Instructions for the task:
The entries are to be repeated in full, without any change.

===============

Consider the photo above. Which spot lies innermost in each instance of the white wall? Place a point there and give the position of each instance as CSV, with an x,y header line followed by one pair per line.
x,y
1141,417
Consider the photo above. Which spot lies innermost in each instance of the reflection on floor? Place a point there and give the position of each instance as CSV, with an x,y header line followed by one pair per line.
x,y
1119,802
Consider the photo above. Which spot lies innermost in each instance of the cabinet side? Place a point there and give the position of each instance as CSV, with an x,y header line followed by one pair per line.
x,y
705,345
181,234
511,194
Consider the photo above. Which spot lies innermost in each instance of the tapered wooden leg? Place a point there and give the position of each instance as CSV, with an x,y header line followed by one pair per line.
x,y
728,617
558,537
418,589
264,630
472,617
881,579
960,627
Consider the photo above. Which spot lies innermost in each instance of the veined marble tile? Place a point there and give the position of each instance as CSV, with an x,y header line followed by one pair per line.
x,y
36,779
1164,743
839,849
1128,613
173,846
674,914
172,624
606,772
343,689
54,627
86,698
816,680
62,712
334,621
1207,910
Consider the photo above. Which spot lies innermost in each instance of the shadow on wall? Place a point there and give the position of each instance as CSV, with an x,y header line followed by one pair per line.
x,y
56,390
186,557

===============

Answer section:
Consider the photo above. Which spot lies innermost in each instance of the white wall? Place a point there and give the position of each instance as CSV, with an x,y header line followed by one pair per line.
x,y
1141,417
Consider the photo above. Which spot lies innermost in each instance of the reflection on floor? Place a point there and give the position of each instance as CSV, with an x,y header line followed by one pair per line.
x,y
1119,802
Consider the photo above. Which spot lies innermost in each instance of the cabinet side? Place a point there and give the position of each instance as CSV, with an x,y header line followed by one pair per line.
x,y
705,345
181,234
511,194
Consider the photo above. Which spot lies innermost in each instance of the tapered wooden leg? Place a point there and give the position of each instance as CSV, with an x,y header line followed by one pair per line.
x,y
728,617
558,537
418,589
264,630
472,617
881,579
960,627
Consider the photo above. Which spot lies innermost in each instance of the veined marble tile? Place a point there and give the position of each instance as CSV, with an x,y header line followed by one pair per line.
x,y
36,779
1164,743
839,849
1128,613
173,846
674,914
172,624
606,772
343,689
54,627
86,698
816,680
62,712
334,621
1207,910
Consider the photo above. Which spot lies innermost in each instance of the shadow on wall? Place a point there and give the position of each instance as CSV, with an x,y header line followed by one pair per line.
x,y
56,390
186,557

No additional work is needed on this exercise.